Where the word "drawer" occurs in a line of the listing below, copy that line.

Extracted material below:

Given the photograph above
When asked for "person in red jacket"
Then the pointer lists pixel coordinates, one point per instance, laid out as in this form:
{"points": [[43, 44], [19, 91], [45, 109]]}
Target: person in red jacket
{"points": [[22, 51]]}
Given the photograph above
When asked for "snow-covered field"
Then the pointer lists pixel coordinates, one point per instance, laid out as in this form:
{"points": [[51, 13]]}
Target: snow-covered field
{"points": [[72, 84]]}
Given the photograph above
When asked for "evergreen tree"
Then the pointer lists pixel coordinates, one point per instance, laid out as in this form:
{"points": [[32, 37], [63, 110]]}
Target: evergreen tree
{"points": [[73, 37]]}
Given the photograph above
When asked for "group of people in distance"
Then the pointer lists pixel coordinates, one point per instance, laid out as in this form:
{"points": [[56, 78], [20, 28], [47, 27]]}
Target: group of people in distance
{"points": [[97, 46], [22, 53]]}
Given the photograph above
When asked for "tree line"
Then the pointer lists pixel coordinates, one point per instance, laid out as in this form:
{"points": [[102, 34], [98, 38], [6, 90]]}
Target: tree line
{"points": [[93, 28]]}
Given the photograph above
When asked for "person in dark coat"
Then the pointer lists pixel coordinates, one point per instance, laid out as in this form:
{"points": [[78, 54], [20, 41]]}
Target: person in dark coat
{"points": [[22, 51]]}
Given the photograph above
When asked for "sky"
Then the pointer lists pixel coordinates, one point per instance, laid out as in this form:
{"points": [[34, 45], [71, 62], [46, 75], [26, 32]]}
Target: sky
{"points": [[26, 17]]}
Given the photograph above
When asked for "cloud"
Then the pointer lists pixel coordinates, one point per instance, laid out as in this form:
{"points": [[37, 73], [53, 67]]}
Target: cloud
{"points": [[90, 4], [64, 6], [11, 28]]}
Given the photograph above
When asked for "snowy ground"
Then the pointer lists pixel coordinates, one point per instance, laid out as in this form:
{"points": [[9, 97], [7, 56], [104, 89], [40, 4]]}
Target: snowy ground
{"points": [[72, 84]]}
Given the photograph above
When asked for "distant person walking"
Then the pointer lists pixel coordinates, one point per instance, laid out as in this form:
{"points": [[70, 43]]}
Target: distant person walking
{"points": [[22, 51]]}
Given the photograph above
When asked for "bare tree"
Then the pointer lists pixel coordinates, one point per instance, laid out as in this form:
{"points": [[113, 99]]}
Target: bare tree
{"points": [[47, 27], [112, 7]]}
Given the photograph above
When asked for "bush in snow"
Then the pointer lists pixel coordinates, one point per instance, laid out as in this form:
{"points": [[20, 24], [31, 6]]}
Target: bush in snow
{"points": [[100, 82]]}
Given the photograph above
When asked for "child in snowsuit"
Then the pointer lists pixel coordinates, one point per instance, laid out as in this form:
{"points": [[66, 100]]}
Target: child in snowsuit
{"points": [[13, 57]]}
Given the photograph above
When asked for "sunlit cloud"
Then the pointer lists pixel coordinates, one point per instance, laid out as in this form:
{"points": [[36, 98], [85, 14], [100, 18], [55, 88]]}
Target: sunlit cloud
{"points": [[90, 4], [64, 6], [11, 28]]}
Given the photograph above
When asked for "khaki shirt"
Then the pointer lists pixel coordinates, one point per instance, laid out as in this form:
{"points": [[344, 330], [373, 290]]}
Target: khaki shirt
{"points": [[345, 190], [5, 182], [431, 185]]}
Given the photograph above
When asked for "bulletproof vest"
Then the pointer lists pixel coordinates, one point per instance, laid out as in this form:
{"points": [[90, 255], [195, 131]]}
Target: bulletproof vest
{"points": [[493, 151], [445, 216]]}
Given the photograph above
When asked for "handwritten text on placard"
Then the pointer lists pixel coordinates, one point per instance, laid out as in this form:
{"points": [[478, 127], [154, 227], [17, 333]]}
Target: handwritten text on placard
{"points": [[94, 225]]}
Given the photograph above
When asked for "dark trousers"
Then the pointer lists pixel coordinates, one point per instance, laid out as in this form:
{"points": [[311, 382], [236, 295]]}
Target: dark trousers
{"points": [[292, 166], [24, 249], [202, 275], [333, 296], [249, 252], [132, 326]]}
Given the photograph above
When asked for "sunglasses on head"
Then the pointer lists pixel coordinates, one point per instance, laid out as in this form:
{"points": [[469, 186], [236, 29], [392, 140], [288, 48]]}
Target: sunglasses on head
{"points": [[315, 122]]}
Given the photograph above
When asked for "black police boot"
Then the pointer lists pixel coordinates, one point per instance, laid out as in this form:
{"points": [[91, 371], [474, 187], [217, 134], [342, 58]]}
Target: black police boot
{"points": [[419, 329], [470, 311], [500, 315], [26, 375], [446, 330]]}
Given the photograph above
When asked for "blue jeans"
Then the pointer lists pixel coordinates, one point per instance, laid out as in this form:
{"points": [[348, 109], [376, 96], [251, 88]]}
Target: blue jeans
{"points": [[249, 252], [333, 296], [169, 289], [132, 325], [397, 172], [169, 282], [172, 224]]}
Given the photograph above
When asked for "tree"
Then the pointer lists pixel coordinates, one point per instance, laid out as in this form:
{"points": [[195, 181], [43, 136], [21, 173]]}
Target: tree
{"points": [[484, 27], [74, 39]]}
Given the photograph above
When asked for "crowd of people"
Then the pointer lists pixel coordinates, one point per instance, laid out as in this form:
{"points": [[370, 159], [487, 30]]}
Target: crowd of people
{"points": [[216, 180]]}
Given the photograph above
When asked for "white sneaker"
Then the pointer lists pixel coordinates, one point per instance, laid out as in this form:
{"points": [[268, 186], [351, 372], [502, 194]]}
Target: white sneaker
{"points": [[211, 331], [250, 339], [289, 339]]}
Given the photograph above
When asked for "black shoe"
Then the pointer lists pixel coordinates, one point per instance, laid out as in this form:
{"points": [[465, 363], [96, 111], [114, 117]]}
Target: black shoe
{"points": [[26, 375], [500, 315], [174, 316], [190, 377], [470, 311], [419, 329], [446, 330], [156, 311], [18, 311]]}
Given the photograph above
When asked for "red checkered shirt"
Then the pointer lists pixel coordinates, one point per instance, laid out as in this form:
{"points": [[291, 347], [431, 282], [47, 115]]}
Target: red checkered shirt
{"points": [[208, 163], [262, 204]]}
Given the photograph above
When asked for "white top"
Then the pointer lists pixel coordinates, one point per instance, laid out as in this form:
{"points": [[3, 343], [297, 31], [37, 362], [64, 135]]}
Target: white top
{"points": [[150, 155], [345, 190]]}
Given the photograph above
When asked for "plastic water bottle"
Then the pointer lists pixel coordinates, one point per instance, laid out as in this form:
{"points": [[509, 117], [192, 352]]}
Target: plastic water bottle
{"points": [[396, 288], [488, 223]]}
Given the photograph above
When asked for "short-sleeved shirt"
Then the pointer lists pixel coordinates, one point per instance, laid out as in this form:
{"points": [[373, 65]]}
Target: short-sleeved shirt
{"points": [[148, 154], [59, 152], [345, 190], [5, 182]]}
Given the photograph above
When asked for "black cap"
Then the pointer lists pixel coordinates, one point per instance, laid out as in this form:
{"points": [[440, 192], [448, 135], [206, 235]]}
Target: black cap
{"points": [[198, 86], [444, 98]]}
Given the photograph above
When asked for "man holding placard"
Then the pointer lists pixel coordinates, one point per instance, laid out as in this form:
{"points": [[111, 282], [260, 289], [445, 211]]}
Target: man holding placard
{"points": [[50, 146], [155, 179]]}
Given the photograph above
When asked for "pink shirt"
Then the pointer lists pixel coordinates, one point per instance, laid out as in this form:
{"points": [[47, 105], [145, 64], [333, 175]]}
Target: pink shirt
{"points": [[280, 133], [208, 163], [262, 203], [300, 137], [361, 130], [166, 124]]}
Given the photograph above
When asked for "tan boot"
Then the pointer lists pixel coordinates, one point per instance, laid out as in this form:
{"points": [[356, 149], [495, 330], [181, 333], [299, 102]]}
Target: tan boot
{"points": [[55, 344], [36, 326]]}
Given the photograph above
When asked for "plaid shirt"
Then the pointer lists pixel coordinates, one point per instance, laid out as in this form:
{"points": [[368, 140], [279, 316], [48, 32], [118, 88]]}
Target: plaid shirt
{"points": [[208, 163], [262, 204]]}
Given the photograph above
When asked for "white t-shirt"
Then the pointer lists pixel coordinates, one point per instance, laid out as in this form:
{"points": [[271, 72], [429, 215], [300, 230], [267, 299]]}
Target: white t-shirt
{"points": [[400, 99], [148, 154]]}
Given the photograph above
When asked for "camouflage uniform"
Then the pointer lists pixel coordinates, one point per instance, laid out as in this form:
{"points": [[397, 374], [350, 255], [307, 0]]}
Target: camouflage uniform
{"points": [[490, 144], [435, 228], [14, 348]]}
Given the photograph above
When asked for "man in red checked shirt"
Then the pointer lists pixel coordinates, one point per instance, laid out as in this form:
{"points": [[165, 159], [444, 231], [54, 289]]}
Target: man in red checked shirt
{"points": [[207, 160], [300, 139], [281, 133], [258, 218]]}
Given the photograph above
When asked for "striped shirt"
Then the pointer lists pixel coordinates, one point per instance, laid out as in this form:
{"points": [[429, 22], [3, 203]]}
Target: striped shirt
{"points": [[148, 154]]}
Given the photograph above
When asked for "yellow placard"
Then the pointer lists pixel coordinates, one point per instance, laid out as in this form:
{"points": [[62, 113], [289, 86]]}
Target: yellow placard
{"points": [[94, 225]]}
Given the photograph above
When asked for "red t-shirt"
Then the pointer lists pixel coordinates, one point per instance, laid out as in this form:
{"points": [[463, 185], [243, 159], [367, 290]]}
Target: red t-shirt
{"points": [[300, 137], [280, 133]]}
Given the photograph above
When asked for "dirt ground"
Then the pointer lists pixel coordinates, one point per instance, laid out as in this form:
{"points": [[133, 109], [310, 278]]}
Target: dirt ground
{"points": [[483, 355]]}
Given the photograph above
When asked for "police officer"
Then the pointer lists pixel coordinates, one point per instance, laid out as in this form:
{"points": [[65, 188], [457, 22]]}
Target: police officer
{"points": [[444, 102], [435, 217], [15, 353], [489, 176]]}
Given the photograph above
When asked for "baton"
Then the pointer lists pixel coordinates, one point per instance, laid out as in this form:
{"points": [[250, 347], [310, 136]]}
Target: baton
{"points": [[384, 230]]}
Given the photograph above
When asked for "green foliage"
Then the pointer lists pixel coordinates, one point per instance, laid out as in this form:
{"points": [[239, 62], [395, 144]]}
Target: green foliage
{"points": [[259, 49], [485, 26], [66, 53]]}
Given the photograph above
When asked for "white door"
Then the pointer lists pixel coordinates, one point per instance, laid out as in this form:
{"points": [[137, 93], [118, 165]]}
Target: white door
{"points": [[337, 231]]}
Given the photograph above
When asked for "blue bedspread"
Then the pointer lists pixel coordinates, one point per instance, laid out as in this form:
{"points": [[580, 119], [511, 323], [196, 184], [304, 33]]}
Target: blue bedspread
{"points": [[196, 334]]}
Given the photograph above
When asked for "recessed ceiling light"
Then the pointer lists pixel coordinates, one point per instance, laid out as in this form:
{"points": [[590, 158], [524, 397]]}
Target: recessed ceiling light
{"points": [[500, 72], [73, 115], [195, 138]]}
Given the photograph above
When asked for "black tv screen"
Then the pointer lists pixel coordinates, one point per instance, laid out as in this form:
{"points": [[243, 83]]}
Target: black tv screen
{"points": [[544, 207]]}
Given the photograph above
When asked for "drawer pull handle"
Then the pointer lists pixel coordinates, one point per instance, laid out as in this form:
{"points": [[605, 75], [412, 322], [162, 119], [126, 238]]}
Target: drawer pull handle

End of Extracted material.

## Answer to this task
When asked for "drawer pull handle"
Target: drawer pull handle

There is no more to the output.